● **Exercise instructions**
Set every record down verbatim and omit the pictures.

'''

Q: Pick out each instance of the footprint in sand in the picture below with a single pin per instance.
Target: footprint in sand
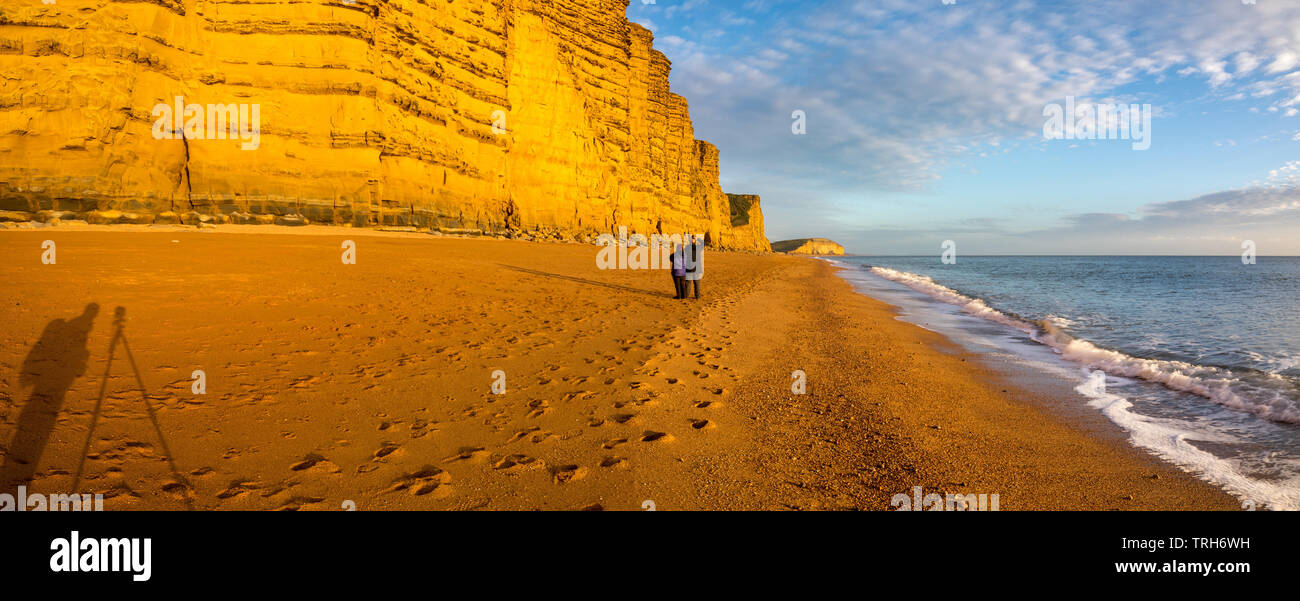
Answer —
(297, 504)
(523, 433)
(423, 481)
(567, 474)
(238, 488)
(538, 409)
(388, 449)
(651, 436)
(518, 462)
(468, 453)
(316, 463)
(614, 461)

'''

● **Completed exercise**
Q: Pick out each instance of the footprint in sand in the picture below with a single pin per instance.
Target: footprint in sand
Answer —
(297, 504)
(523, 433)
(423, 481)
(567, 474)
(238, 488)
(538, 409)
(388, 449)
(651, 436)
(518, 462)
(468, 453)
(316, 463)
(614, 461)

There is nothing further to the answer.